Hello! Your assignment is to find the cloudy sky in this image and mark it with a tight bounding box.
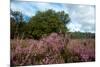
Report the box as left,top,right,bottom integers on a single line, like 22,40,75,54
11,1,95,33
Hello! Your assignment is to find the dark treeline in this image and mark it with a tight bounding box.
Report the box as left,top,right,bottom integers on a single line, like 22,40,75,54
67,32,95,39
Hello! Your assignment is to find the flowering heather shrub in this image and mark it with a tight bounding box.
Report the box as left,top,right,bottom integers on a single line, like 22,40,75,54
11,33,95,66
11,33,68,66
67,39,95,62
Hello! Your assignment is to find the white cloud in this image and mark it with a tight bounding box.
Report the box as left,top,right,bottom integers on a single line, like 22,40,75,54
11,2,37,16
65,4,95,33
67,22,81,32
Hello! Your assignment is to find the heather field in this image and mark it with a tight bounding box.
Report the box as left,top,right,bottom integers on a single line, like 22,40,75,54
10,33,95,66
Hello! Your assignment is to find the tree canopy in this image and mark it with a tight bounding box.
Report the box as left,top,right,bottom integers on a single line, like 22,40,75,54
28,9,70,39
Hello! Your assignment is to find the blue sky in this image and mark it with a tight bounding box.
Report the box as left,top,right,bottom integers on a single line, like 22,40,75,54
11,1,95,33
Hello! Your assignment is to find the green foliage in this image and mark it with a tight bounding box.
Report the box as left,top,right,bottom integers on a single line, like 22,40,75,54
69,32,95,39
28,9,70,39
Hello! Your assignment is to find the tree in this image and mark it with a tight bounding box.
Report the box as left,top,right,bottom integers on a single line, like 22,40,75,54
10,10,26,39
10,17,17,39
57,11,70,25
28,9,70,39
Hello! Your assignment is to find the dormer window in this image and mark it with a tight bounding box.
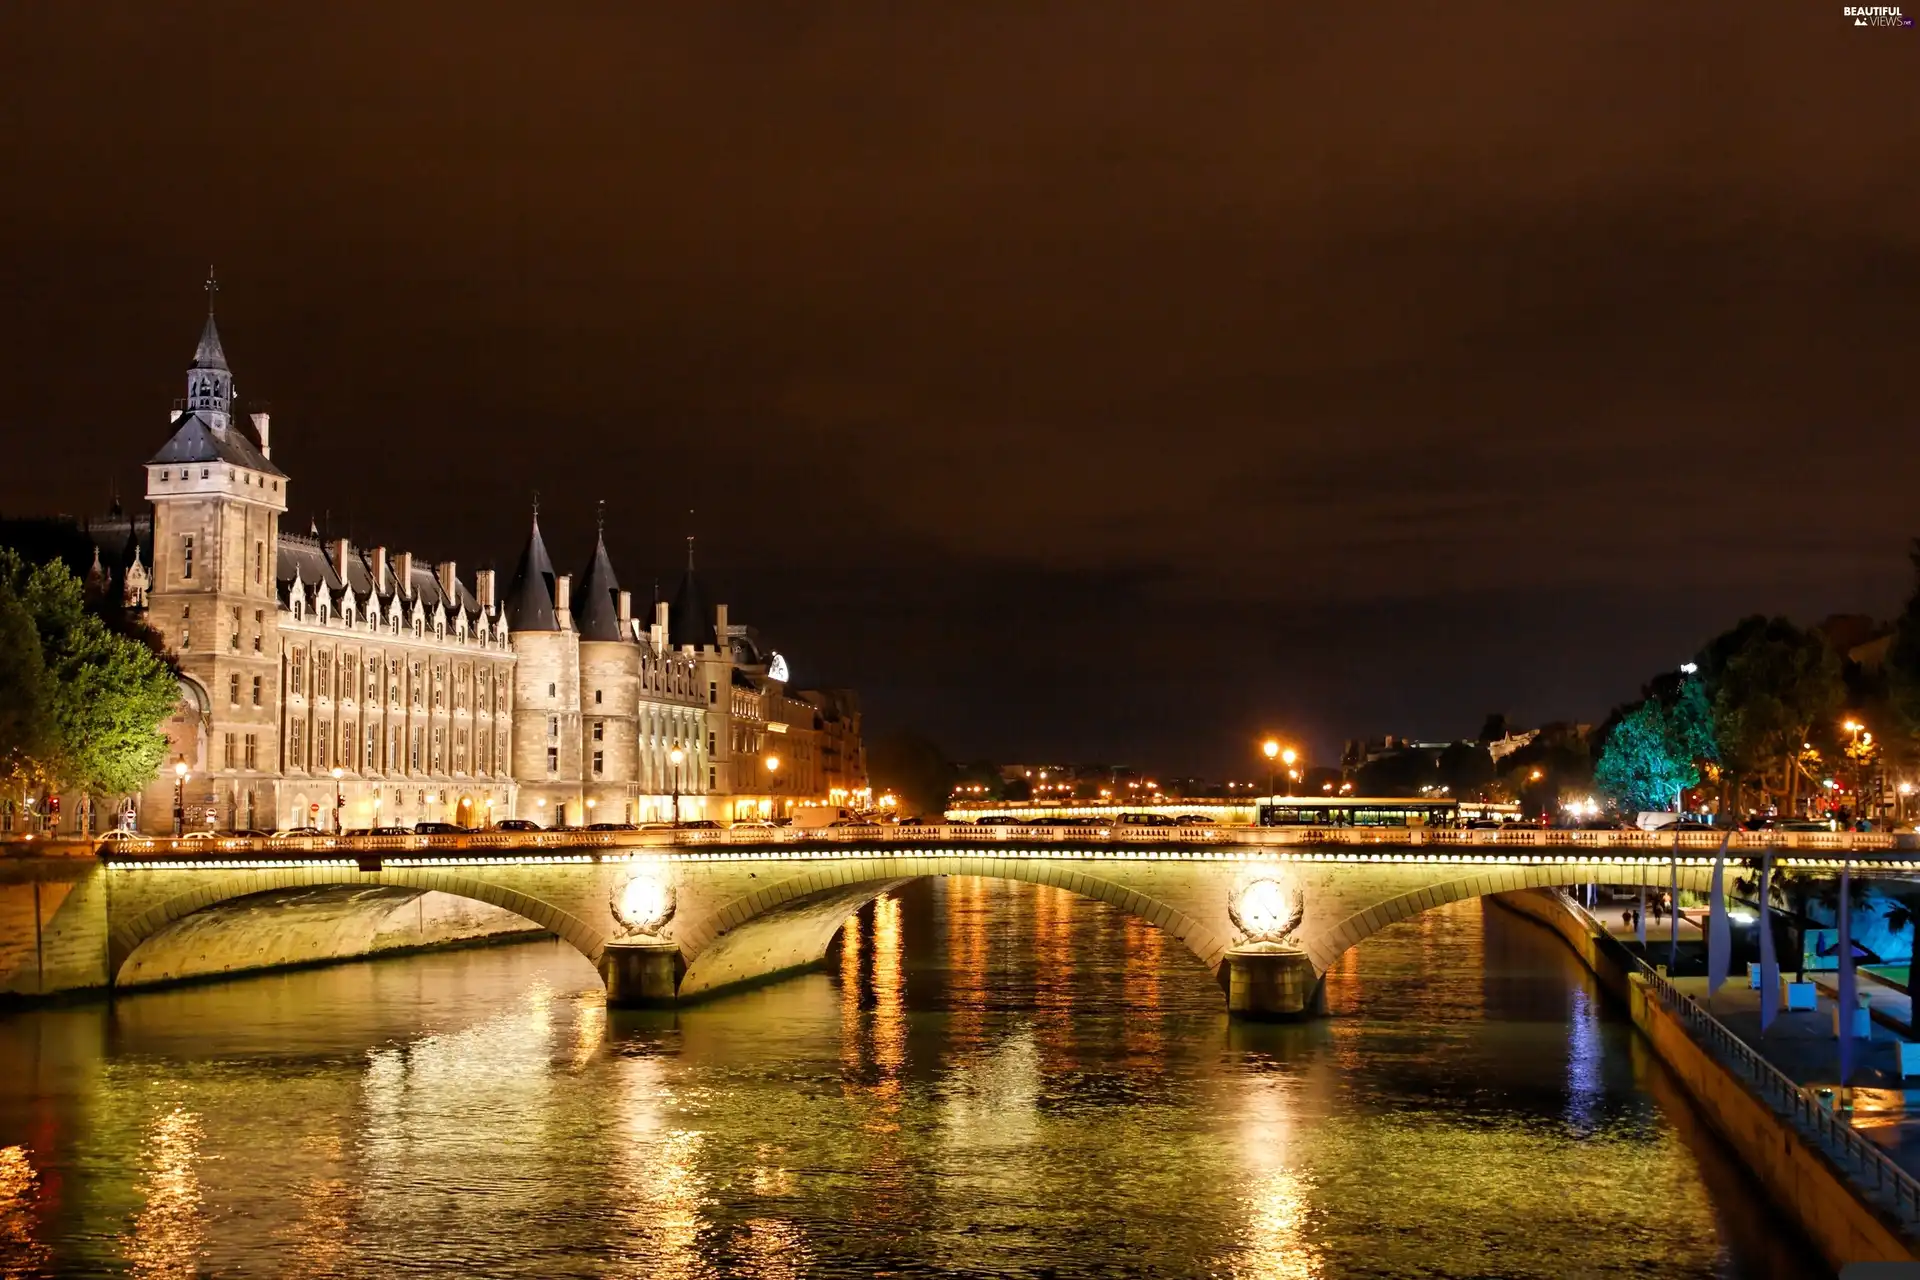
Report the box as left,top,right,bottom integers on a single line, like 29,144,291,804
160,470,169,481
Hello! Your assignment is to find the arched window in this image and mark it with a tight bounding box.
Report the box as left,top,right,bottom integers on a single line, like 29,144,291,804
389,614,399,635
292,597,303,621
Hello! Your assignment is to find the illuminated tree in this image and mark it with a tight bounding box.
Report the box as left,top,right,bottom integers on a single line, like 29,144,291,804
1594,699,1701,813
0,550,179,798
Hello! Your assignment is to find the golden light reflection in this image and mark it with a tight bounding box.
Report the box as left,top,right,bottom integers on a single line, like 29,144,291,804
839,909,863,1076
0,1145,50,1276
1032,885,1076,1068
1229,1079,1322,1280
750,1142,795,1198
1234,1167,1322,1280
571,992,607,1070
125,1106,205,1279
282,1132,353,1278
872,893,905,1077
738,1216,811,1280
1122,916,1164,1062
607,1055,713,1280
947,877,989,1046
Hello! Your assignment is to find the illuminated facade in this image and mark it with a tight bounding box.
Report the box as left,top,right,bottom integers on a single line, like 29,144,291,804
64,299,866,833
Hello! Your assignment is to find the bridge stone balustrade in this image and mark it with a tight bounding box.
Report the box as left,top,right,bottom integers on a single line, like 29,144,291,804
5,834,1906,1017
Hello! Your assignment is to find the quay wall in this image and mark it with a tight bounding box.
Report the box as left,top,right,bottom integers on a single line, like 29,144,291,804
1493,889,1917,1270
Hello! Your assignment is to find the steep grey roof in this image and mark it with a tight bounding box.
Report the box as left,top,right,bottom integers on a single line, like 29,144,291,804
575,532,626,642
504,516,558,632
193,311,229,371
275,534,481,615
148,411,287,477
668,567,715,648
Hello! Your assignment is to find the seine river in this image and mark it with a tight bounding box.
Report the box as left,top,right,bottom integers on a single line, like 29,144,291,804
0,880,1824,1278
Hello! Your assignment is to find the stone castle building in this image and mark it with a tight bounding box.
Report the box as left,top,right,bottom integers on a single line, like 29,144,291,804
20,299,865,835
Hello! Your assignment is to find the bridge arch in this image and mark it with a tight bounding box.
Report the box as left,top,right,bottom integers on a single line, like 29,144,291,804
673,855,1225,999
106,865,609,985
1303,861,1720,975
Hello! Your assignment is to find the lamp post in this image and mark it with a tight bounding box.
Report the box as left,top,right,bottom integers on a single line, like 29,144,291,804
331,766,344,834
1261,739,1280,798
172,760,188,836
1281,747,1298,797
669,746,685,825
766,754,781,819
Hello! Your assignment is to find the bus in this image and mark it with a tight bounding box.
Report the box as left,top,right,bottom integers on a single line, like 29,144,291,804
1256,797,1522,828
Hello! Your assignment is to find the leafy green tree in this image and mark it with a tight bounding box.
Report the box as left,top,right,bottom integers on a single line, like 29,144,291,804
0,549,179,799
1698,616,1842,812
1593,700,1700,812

★ ★ ★

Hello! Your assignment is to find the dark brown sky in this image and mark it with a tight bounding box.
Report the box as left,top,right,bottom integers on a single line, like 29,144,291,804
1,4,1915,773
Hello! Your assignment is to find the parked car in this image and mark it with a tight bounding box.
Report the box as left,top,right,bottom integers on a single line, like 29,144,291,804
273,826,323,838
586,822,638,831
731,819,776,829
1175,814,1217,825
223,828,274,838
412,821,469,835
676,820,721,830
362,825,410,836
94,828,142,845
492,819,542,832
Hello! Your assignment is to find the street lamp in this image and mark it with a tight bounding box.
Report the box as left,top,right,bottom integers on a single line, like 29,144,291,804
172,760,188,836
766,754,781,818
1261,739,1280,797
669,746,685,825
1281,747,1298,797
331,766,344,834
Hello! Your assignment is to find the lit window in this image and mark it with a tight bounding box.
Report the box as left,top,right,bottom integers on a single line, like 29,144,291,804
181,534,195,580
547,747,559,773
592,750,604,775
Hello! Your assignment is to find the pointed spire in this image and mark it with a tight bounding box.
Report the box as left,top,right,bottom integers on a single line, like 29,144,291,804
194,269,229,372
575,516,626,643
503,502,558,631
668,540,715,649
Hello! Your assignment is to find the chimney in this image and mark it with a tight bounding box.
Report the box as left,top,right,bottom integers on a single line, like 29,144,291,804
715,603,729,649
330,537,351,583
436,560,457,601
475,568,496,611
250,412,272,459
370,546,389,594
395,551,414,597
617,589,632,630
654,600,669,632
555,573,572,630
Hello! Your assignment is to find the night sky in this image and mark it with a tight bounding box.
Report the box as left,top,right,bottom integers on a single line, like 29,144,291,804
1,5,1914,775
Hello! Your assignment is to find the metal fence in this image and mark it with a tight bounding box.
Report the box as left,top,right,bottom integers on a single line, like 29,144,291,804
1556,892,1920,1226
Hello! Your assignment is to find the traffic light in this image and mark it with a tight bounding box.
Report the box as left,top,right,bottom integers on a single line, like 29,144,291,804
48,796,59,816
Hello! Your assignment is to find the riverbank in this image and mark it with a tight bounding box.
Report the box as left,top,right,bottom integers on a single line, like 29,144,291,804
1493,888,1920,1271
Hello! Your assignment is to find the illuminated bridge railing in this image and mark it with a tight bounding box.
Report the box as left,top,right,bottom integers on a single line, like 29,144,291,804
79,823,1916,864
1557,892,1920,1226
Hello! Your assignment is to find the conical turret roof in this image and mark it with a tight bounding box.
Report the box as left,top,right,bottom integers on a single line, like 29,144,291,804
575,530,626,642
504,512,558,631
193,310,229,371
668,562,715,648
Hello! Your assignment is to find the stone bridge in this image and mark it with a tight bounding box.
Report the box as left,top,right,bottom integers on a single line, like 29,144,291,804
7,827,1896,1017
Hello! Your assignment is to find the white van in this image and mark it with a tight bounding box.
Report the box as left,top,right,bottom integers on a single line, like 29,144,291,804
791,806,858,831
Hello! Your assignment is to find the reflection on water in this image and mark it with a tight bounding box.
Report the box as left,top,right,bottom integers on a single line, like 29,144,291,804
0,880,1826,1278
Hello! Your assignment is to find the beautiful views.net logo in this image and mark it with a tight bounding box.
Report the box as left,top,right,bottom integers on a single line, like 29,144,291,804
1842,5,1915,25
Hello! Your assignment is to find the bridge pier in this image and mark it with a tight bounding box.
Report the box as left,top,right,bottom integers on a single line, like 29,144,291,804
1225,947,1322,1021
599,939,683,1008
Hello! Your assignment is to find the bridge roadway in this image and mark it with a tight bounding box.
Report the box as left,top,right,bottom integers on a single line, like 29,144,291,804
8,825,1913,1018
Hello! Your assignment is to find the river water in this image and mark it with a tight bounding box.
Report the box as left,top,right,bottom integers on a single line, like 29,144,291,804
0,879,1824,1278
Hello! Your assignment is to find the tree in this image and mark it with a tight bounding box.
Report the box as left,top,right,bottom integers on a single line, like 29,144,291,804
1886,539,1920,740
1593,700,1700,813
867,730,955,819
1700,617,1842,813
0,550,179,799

★ ★ ★

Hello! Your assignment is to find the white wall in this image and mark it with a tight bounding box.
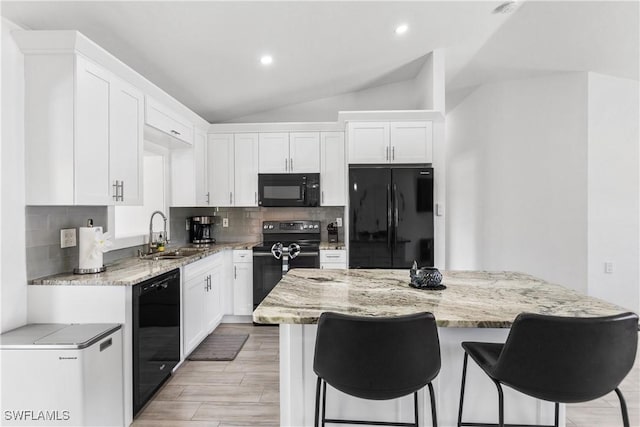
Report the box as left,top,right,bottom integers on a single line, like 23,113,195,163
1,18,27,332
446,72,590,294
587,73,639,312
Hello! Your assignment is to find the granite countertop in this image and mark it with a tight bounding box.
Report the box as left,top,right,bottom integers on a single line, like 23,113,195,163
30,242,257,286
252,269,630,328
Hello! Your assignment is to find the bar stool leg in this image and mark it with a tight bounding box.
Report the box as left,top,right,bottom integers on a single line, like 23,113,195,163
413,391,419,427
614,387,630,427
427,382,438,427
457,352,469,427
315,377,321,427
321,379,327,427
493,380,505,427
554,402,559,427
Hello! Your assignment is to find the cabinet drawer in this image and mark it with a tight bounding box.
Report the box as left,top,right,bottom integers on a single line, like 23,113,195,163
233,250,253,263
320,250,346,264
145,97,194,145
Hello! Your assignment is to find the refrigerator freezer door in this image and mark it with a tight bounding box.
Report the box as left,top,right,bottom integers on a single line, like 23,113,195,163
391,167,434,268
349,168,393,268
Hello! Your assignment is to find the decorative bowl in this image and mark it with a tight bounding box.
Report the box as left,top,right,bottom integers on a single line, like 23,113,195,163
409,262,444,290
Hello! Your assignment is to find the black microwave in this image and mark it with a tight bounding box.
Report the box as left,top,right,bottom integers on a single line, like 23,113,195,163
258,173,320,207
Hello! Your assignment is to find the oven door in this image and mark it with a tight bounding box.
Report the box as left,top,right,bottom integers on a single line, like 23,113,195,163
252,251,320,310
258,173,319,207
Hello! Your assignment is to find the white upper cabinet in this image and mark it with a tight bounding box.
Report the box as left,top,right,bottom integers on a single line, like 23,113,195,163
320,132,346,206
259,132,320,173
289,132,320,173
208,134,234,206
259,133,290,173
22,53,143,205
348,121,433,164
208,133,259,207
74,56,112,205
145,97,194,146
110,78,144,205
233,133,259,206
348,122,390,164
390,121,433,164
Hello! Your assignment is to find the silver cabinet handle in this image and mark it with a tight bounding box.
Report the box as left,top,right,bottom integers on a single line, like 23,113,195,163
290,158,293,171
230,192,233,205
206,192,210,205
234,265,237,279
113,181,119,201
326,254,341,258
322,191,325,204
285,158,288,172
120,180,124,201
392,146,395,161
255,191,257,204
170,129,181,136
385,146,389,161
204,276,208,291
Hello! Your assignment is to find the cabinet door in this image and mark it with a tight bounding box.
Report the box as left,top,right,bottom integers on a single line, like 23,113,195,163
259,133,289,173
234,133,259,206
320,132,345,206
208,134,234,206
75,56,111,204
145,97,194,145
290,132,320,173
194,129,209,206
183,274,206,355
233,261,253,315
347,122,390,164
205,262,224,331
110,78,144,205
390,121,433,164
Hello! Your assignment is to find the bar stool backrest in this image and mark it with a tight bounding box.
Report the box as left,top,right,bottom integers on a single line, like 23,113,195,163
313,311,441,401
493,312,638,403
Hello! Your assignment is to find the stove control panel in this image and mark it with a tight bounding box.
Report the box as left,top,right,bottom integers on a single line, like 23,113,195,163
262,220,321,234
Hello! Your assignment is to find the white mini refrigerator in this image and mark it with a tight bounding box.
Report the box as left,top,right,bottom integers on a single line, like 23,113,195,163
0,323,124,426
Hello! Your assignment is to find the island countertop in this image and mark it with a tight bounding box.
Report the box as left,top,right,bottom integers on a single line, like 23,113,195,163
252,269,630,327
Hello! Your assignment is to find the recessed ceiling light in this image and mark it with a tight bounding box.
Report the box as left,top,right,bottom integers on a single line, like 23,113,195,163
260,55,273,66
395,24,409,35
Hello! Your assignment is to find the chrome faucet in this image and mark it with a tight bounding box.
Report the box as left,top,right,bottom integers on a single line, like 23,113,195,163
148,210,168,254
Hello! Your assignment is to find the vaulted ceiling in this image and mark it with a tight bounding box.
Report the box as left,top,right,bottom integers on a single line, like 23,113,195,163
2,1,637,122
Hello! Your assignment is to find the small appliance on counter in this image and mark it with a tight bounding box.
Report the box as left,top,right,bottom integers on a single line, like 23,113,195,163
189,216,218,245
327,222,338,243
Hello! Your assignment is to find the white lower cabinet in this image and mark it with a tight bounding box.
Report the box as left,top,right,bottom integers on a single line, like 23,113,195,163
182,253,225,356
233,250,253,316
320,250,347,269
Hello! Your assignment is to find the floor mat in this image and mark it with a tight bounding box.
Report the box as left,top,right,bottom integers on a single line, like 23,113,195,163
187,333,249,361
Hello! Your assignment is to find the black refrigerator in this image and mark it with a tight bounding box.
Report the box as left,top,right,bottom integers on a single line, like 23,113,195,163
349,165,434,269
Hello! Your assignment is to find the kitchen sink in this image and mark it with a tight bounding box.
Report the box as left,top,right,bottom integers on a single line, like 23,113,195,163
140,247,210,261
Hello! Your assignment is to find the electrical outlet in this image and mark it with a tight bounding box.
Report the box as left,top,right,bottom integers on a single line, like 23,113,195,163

★ ★ ★

ABOUT THIS EXERCISE: Your reply should be one number, the count of lines in the data that include the word "green".

RESPONSE: 2